# [The problem]
Copy out the records below, swapping "curved" for "straight" and changing nothing else.

Excerpts of pointing data:

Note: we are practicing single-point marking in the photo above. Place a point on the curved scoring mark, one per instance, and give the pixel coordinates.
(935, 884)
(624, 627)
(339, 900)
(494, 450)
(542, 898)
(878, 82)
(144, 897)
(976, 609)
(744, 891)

# [Expected output]
Note: we are practicing single-point marking in the photo above. Place a point on the straight scoring mark, one per instance, and give the pixel coordinates.
(935, 884)
(624, 627)
(339, 900)
(494, 450)
(542, 898)
(878, 82)
(144, 897)
(976, 609)
(744, 891)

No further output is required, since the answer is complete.